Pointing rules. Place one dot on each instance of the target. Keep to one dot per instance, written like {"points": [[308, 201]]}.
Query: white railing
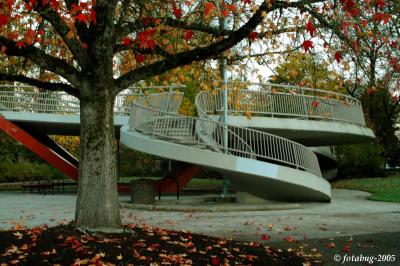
{"points": [[19, 98], [203, 132], [286, 101]]}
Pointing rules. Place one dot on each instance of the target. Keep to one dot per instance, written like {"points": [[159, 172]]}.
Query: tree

====================

[Activity] If an entry contains an image, print the rest of that entry exactly and leave the image out.

[Response to the exercise]
Pointing rules. Place one dot on each instance of the target. Keep to one dot per instance, written like {"points": [[308, 201]]}.
Query: white railing
{"points": [[19, 98], [203, 132], [286, 101]]}
Pointing rules. Place one dot on each instance of the target. Keep to one dot per instance, written like {"points": [[159, 172]]}.
Query: tree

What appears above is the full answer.